ФРАГМЕНТ СТРАНИЦЫ |
А. Подавляющее большинство продолжало жить обычной жизнью, не обратив особого внимания на происходящее. Назовем их «индифферентными».
Б. Многие испугались. Они страстно стремились уйти, убежать, уехать подальше от грохочущих выстрелов, спрятаться в своих квартирах.
1. Из них одни не желали говорить и даже думать о тех событиях. Забыть и не вспоминать о страшном! Это «амнезирующие трусы».
2. Другие обличали одну или обе стороны конфликта, гневались, сердились. Это «агрессирующие трусы». Особенно страстно осуждали они граждан, стремившихся к месту событий, называя их «преступно-любопытными», «толпой идиотов».
Искреннее самооправдание людей, не способных поклть не похожих на них людей. 3. Третьи в безопасном месте радостно обсуждали экстремальные события, приятно возбуждающие их. Они убеждали себя и других людей в том, что «все будет хорошо», «все кончится наилучшим образом». Это «оптимизирующие трусы». Здесь в слово «трусы» не вкладывается осуждения, а лишь констатируется, что в основе отношения этих людей к опасности лежит благоразумная боязнь. В. Были и те, кого «центростремительные» силы страстно тянули к грому стрельбы, туда, где была опасность. Кто они, кого притягивала реальная чрезвычайность жизни, а не на мертвом экране
телевизора хроника в «живом эфире»? Пользуясь терминологией историка Льва Гумилева, их можно назвать «латентно-пассионарными» личностями. В обыденной жизни беспечные и праздные, возможно, не без пороков, они устремлялись к необычным событиям, и... может быть, к удивительным свершениям. Туда, где, возможно, решались судьбы истории, которая, конечно, «не могла обойтись без них». Все это, как правило, не осознавалось «центростремительными» людьми. Казалось, ими движет любопытство. По расстоянию от центра опасных событий (по величине радиуса), дойдя до которого «центростремительные» прекращали свое проникновение в экстремальное пространство, их можно подразделить на четыре группы.
Первые удовлетворялись тем, что оказались там, где выстрелы хорошо слышны, где появляются люди, побывавшие вблизи боевых действий. Их можно было расспросить, как они домысливают ужасы, происходящие где-то неподалеку. Вошедшие в первую группу напоминали «страстных сплетников», нуждающихся в реальных событиях для своих фантазий, для реконструкции происходящих неподалеку «судьбоносных событий». Это «интеллектуалисты». Они воодушевлены как бы своей властью над неожиданно возникшей, необычной (нетривиальной) действительностью, возвысившей их над обыденностью.
Вторые приближались, чтобы видеть хотя бы часть места опасных событий с безопасного расстояния или из-за надежного укрытия. Мимо них выносили раненых, проезжала, гремя, бронетехника, здесь было много военных в форме, с оружием. Они напомнили мне «любителей уличных аварий», толпящихся вокруг только что погибших, вокруг исковерканных автомобилей. Это «визуалисты».

ПИСЬМЕННОЕ ЗАДАНИЕ A |
Выберите все строки, где встречается слово «post», и перепишите каждую из них целиком.
Отрывок о поведении людей во время опасных событий и строки никак не связаны друг с другом.

ИСХОДНЫЕ ДАННЫЕ |

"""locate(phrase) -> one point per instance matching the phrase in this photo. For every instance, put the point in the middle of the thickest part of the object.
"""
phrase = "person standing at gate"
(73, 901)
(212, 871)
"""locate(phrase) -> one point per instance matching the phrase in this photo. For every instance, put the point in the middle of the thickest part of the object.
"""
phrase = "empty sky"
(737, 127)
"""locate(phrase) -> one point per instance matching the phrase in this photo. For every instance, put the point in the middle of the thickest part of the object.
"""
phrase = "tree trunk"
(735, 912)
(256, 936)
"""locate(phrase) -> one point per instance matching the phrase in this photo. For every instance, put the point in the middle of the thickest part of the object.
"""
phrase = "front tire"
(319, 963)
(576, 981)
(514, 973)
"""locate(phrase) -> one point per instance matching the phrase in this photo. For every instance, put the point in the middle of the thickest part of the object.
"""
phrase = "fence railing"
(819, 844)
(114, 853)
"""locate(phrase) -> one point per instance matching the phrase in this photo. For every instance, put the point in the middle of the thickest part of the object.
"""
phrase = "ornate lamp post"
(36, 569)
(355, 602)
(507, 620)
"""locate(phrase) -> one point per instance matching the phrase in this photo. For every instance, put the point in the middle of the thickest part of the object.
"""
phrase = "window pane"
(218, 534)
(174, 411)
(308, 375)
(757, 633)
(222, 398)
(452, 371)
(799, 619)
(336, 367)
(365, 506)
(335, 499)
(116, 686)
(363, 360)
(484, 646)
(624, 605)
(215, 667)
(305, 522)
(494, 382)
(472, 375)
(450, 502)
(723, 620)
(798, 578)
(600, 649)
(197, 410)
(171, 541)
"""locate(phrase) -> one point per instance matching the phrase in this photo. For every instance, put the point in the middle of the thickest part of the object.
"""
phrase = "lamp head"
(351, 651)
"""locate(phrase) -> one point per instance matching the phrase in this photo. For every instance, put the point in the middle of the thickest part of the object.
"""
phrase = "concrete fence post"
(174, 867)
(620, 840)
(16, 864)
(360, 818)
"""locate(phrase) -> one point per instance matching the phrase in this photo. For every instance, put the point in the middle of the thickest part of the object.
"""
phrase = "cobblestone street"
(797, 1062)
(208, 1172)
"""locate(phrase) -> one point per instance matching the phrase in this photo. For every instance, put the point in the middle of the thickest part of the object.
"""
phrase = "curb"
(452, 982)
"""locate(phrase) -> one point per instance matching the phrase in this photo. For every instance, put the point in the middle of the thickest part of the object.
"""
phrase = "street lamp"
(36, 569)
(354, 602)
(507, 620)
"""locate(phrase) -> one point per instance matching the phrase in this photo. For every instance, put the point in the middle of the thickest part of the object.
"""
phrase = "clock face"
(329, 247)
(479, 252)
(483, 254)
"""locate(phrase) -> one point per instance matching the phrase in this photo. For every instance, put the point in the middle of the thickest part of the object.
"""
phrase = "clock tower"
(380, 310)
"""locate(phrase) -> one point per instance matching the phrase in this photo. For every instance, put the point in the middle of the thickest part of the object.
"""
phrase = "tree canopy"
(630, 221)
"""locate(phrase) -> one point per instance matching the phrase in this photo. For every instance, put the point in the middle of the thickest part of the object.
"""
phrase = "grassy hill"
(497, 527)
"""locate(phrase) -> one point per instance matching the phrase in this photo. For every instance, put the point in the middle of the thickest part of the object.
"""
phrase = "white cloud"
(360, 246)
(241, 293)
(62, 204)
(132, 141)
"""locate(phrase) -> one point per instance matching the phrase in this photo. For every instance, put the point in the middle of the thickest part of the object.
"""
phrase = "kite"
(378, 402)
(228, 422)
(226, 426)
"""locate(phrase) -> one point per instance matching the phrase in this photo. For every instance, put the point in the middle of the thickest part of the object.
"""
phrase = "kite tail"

ПИСЬМЕННОЕ ЗАДАНИЕ B |
Подхватите отрывок о поведении людей во время опасных событий и напишите его продолжение, начиная сразу после последнего приведенного предложения.

ПИСЬМЕННЫЙ ОТВЕТ A |
phrase = "ornate lamp post"
phrase = "concrete fence post"

ПИСЬМЕННЫЙ ОТВЕТ B |
Третьих притягивает стремление пережить опасность, испытать судьбу, сыграть с нею в орлянку там, где пули летают:
«Убьет\— не убьет?!». Мой погибший друг, посмертно Герой Советского Союза, Петр Иванович Долгов, рассказывая об удивительных событиях времен Второй мировой войны, приговаривал: «Хорошее дело война! Когда идешь, а в тебя стреляют, стреляют и не попадают!» Такие «игроки собой» верят в свою удачную судьбу и не могут не испытывать ее постоянно.
Наконец, четвертых притягивает возможность участвовать в событиях. Отзвук опасности пробуждает в таких людях жажду действовать необычайно, решительно, пусть пока еще не ясно как, но действовать! К ним приходит опыт, и тогда они становятся активными участниками чрезвычайных событий, знающими, за что воюют, зачем убивают, за что готовы умереть. Они не задумываются над тем, что их действия подчас отважны и героичны. Эти «отважные герои», стоя в октябре 93-го в, казалось бы, просто любопытствующей толпе у Белого дома, вдруг бросались, чтобы вынести раненых (или убитых?) наро-фоминских десантников-солдатиков, упавших и кричащих от боли «Помочь! Спасти! Действовать!» — позыв пассионариев.
В ситуации, названной нами условно «началом гражданской войны», когда в грохоте выстрелов привиделась возможность перемен, люди срывают с себя путы размеренного существования, у них появляется ощущение силы.
«Центробежных» эти силы пугают. Они боятся не смерти от пуль: ведь они еще не нюхали пороха и смерть не заглядывала им в глаза безобразием трупов, боятся перемен в окружающем мире, неясных импульсов в своей душе. Опасность новизны мобилизует психический потенциал этих людей, ориентируя их на бегство от перемен... Поначалу отринуть их угрозу. Хотя бы в душе убежать от нее.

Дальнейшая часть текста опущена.